● **Exercise description**
Copy the data below word for word, starting with the line that contains "If you could identify the grass" and continuing through the end of the data.

Data
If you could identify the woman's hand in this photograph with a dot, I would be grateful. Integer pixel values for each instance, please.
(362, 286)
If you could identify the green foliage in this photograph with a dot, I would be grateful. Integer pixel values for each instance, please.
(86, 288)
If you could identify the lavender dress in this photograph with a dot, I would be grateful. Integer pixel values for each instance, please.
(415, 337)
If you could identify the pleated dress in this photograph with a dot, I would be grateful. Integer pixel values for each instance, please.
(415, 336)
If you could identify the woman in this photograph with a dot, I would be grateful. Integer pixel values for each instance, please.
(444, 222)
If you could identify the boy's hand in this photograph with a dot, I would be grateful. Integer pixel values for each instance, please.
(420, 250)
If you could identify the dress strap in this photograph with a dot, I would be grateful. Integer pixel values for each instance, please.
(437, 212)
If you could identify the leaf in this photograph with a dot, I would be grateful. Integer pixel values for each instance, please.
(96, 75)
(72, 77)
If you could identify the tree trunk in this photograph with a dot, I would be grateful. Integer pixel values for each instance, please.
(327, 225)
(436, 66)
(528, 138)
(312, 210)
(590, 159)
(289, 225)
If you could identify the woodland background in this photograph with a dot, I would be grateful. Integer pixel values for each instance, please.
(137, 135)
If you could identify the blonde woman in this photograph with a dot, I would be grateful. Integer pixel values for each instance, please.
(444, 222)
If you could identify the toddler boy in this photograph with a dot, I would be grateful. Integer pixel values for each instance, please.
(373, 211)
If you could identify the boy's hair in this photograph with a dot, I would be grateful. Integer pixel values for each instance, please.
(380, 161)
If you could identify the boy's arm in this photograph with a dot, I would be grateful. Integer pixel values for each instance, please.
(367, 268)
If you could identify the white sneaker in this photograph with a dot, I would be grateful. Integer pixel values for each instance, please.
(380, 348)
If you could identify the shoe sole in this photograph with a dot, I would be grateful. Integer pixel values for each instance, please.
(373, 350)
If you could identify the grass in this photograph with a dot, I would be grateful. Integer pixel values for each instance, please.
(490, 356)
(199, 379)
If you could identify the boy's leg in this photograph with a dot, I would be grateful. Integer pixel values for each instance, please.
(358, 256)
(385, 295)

● **Result for this exercise**
If you could identify the grass in this photograph with a dot, I would be grateful. Integer pixel values for each instance, please.
(490, 356)
(199, 379)
If you could identify the boy's leg in this photograph with a dot, I would be grateful. Integer pixel values for each instance, please.
(358, 256)
(385, 295)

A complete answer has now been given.